══ Extracted data
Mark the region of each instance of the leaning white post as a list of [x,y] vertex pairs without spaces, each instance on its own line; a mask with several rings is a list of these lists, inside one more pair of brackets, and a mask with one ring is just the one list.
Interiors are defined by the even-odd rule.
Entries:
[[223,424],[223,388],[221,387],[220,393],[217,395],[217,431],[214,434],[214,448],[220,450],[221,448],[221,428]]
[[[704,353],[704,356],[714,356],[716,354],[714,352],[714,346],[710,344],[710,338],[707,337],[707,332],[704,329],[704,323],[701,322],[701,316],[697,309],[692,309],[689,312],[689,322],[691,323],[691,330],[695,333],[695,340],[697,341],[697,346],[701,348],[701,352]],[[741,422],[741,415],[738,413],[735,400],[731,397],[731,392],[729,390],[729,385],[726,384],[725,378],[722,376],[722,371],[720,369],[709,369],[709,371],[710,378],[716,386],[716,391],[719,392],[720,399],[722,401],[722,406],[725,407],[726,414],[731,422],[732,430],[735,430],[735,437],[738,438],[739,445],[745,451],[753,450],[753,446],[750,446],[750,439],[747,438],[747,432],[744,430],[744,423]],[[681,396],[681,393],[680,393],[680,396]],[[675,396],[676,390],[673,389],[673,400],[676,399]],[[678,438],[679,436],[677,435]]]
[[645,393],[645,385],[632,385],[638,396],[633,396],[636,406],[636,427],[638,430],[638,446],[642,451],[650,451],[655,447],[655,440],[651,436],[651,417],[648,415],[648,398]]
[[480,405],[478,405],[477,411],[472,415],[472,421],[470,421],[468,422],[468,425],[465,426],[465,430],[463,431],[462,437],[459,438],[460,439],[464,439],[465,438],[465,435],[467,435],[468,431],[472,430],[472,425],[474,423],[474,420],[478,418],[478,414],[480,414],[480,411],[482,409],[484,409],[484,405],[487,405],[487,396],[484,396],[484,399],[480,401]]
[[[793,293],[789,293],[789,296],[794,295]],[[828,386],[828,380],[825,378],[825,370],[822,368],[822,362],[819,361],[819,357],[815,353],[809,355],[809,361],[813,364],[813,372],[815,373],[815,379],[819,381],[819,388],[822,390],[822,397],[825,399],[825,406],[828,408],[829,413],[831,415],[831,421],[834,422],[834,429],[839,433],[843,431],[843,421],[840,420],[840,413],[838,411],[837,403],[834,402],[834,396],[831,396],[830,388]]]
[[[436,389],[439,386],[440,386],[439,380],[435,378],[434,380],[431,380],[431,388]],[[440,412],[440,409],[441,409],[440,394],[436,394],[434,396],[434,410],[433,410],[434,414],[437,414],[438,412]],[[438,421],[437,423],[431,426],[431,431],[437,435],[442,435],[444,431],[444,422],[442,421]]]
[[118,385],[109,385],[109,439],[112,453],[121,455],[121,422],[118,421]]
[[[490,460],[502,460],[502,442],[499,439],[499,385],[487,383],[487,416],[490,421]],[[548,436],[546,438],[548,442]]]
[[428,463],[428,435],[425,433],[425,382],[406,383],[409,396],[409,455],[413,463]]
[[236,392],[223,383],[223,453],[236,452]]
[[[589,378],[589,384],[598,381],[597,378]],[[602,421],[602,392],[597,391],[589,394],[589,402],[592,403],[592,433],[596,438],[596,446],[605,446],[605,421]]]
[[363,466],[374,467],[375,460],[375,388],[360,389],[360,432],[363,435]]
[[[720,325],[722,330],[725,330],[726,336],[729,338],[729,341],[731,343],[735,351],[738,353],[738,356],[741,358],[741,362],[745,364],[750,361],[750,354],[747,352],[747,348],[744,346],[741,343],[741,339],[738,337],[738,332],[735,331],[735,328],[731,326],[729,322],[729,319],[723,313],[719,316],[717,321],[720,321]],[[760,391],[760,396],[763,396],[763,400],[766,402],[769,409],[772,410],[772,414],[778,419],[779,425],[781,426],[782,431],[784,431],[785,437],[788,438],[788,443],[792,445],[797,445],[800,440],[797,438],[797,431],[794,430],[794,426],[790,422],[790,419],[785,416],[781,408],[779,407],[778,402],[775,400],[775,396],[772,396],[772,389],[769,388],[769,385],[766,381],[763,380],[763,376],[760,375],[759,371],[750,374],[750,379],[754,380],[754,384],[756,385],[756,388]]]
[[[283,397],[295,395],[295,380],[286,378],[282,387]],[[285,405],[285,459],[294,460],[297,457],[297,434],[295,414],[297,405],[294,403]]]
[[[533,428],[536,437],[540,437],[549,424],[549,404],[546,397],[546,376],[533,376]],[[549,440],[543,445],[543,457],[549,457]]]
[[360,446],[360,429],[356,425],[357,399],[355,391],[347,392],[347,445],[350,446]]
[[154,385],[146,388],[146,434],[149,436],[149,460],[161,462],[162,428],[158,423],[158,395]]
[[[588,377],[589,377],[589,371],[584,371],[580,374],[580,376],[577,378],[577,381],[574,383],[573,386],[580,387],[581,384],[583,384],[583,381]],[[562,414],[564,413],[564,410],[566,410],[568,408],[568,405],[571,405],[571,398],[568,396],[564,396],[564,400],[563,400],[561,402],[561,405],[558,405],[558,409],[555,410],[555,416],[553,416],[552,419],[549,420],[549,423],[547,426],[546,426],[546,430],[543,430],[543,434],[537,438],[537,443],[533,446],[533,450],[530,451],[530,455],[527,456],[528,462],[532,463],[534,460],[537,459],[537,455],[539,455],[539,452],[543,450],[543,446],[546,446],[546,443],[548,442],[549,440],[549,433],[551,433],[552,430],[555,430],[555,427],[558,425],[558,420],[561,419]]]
════
Each entry above needs to be retyped exactly.

Mark the region of each instance of the leaning white post as a list of [x,y] vertex pairs without spaces, each instance on its own line; a mask with several rings is a list of these lists, inside one more pair of brackets, and a mask with one ring is just the one list.
Interiors are defined by the even-odd rule.
Entries:
[[223,424],[223,388],[221,387],[220,393],[217,395],[217,431],[214,434],[214,448],[220,450],[221,448],[221,428]]
[[[704,353],[704,356],[714,356],[716,354],[714,352],[714,346],[710,344],[710,338],[707,337],[707,332],[704,329],[704,323],[701,322],[701,316],[697,309],[692,309],[689,312],[689,322],[691,323],[691,330],[695,333],[695,340],[697,341],[697,346],[701,348],[701,352]],[[741,422],[741,415],[738,413],[735,400],[731,397],[731,392],[729,390],[729,385],[726,384],[725,378],[722,376],[722,371],[720,369],[709,369],[709,371],[710,378],[716,386],[716,391],[719,392],[720,399],[722,401],[722,406],[725,407],[726,414],[731,422],[732,430],[735,430],[735,437],[738,438],[739,445],[745,451],[753,450],[753,446],[750,446],[750,439],[747,438],[747,432],[744,430],[744,423]],[[681,396],[681,393],[680,393],[680,396]],[[675,396],[676,390],[673,389],[673,400],[676,399]],[[678,438],[679,436],[677,435]]]
[[645,393],[645,385],[632,385],[638,396],[633,396],[636,406],[636,427],[638,430],[638,446],[642,451],[650,451],[655,447],[655,440],[651,436],[651,417],[648,415],[648,398]]
[[480,405],[478,405],[477,411],[472,415],[472,421],[470,421],[468,422],[468,425],[465,426],[465,430],[463,431],[462,437],[459,438],[460,439],[464,439],[465,438],[465,435],[467,435],[468,431],[472,430],[472,425],[474,423],[474,420],[478,418],[478,414],[480,414],[480,411],[482,409],[484,409],[484,405],[487,405],[487,396],[484,396],[484,399],[480,401]]
[[[793,293],[789,293],[789,296],[794,295]],[[828,386],[828,380],[825,378],[825,370],[822,368],[822,362],[819,361],[819,357],[815,353],[809,355],[809,361],[813,364],[813,372],[815,373],[815,379],[819,381],[819,388],[822,390],[822,397],[825,399],[825,406],[828,408],[829,413],[831,415],[831,421],[834,422],[834,429],[839,433],[843,431],[843,421],[840,420],[840,413],[838,411],[837,403],[834,402],[834,396],[831,396],[830,388]]]
[[[436,389],[439,386],[440,386],[439,380],[435,378],[434,380],[431,380],[431,388]],[[440,412],[440,409],[441,409],[440,394],[436,394],[434,396],[434,410],[433,410],[434,414],[437,414],[438,412]],[[438,421],[437,423],[431,426],[431,431],[437,435],[442,435],[444,431],[444,422],[442,421]]]
[[118,385],[109,385],[109,439],[112,453],[121,455],[121,422],[118,421]]
[[[490,460],[502,460],[502,442],[499,439],[499,385],[487,383],[487,416],[490,421]],[[548,436],[546,438],[548,442]]]
[[428,463],[428,435],[425,433],[425,382],[406,383],[409,396],[409,455],[413,463]]
[[236,392],[223,383],[223,453],[236,452]]
[[[589,378],[589,384],[598,381],[597,378]],[[602,421],[602,392],[597,391],[589,394],[589,402],[592,403],[592,433],[596,438],[596,446],[605,446],[605,421]]]
[[363,466],[374,467],[375,460],[375,388],[360,389],[360,432],[363,435]]
[[[720,325],[722,330],[725,330],[726,336],[729,338],[729,341],[731,343],[735,351],[738,353],[738,356],[741,358],[741,362],[745,364],[750,361],[750,354],[747,352],[747,348],[744,346],[741,343],[741,339],[738,337],[738,332],[735,331],[735,328],[731,326],[729,322],[729,319],[723,313],[719,316],[717,321],[720,321]],[[760,391],[760,396],[763,396],[763,400],[766,402],[769,409],[772,410],[772,414],[778,419],[779,425],[781,426],[782,431],[784,431],[785,437],[788,438],[788,443],[792,445],[797,445],[800,440],[797,438],[797,431],[794,430],[794,426],[790,422],[790,419],[785,416],[781,408],[779,407],[778,402],[775,400],[775,396],[772,396],[772,389],[769,388],[769,385],[766,381],[763,380],[763,376],[760,375],[759,371],[750,374],[750,379],[754,380],[754,384],[756,385],[756,388]]]
[[[283,397],[295,395],[295,380],[286,378],[282,387]],[[285,405],[285,459],[294,460],[297,457],[297,434],[295,414],[297,405],[294,403]]]
[[[533,428],[536,437],[540,437],[549,424],[549,404],[546,397],[546,376],[533,376]],[[549,440],[543,445],[543,457],[549,457]]]
[[360,446],[360,429],[356,425],[357,399],[355,391],[347,392],[347,445],[350,446]]
[[154,385],[146,388],[146,434],[149,436],[149,460],[161,462],[162,428],[158,423],[158,395]]
[[[588,377],[589,377],[589,371],[584,371],[580,374],[580,376],[577,378],[577,381],[574,383],[573,386],[580,387],[581,384],[583,384],[583,381]],[[562,414],[564,413],[564,410],[566,410],[568,408],[568,405],[571,405],[571,398],[568,396],[564,396],[564,400],[563,400],[561,402],[561,405],[558,405],[558,409],[555,410],[555,416],[553,416],[552,419],[549,420],[549,423],[547,426],[546,426],[546,430],[543,430],[543,434],[537,438],[537,443],[533,446],[533,450],[530,451],[530,455],[527,456],[528,462],[532,463],[534,460],[537,459],[537,455],[539,455],[539,452],[543,450],[543,446],[546,446],[546,443],[548,442],[549,440],[549,433],[551,433],[552,430],[555,430],[555,427],[558,425],[558,420],[561,419]]]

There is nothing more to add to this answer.